▶ [Document text]:
Home Boys ~ Alex Wheatle

home boys.jpgFour friends decide to run away from the horror of their everyday lives in a children’s home in the English countryside. They head for the woods, their sense of freedom surprises them, and for the first time they feel the exhilaration of adolescence. Yet the forest slowly asserts its own power and what happens there will affect the four boys’ lives forever.

My initial reaction when picking up Home Boys was the thought that this was going to be an upsetting read with no joy or redemption contained within the pages. I was wrong! Home Boys is bleak and hard to read, but it is also a beautifully written, opening with grief and loss in the mid 1980’s as we are introduced the major players of this drama it then dives further back the 1970’s where the boys’ story begins. As hard and uncompromising as it was, Home Boys ends on a note of hope that I did not see coming, friendships and love built over years endure beyond what many people expect and continues past the story ending.

▶ [Your task]:
Quote the Home Boys review from "home boys.jpgFour friends" up to and including "boys’ lives forever.", keeping every word as it appears.

▶ [Provided data]:
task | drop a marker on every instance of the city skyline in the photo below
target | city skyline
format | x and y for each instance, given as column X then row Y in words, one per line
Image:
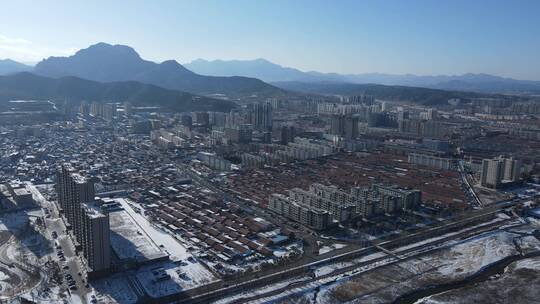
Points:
column 419, row 37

▶ [Solution to this exercise]:
home boys.jpgFour friends decide to run away from the horror of their everyday lives in a children’s home in the English countryside. They head for the woods, their sense of freedom surprises them, and for the first time they feel the exhilaration of adolescence. Yet the forest slowly asserts its own power and what happens there will affect the four boys’ lives forever.